■ WHAT YOU ARE ASKED TO DO ■
Please copy the part of the modem FAQ below between "When analogue modems" and "US is 53.3Kbps.", inclusive.

■ EXTRACT ■

************

In this FAQ we discuss the two types of modem connections:

1.  Analogue modems: They connect to a conventional phone line like you have in your home.  It may be and internal (ISA or PCI) or external (Stand-Alone or USB).  If you dialed into your ISP to read this FAQ, you are using an analogue modem at your side.

 

2.  Digital modems: The type of modem used by ISP's or larger companies for high-density ‘dial-in’ applications. Digital modems typically 'answer' and are connected directly into the Telephone Company's digital network via high-speed digital connections such as a T1, DS-3, or even higher Fiber connections.  For example, AOL and MSN use Digital Modems at their side that you call into.  Digital modems, while primarily answer calls, are usually capable of originating calls also.

Questions:

 

Under what conditions will 56K analogue modems CONNECT over 33.6Kbps?

ONLY when calling into a digital modem (usually your ISP) and the phone line connection is of sufficient quality to support the higher speeds.

Under what conditions will 56K analogue modems NOT CONNECT at speeds over 33.6Kbps?

 

When analogue modems are answering a call from any (analogue or digital) modem, i.e. when calling into another 56K analogue modem.

 

Will 56Kbps modems really operate at 56Kbps?

No. Under the best conditions, 56K modems top speed in the US is 53.3Kbps.

************

■ STORED ROWS ■
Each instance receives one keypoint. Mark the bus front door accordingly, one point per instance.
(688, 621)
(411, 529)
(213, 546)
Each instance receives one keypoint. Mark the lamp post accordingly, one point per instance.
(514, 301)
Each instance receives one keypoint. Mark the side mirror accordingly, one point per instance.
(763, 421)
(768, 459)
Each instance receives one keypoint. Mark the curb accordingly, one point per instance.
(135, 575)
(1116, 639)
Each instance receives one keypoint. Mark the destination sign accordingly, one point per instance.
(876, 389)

************

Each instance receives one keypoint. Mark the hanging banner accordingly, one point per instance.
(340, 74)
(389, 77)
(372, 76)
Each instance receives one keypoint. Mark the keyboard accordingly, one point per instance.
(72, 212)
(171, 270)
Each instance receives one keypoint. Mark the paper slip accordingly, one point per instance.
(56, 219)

************

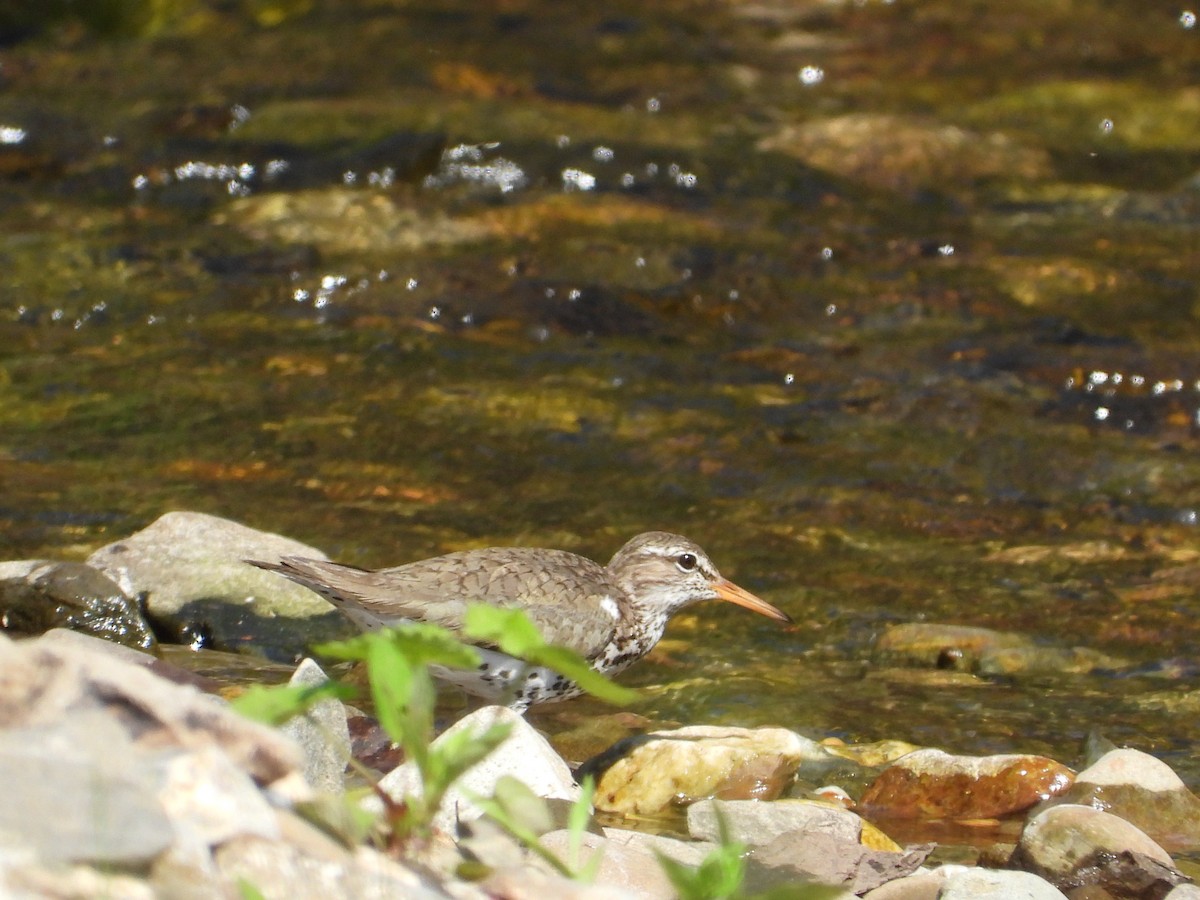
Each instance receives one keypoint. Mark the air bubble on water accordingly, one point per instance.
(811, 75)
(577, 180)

************

■ WRITTEN RESPONSE ■
When analogue modems are answering a call from any (analogue or digital) modem, i.e. when calling into another 56K analogue modem.

 

Will 56Kbps modems really operate at 56Kbps?

No. Under the best conditions, 56K modems top speed in the US is 53.3Kbps.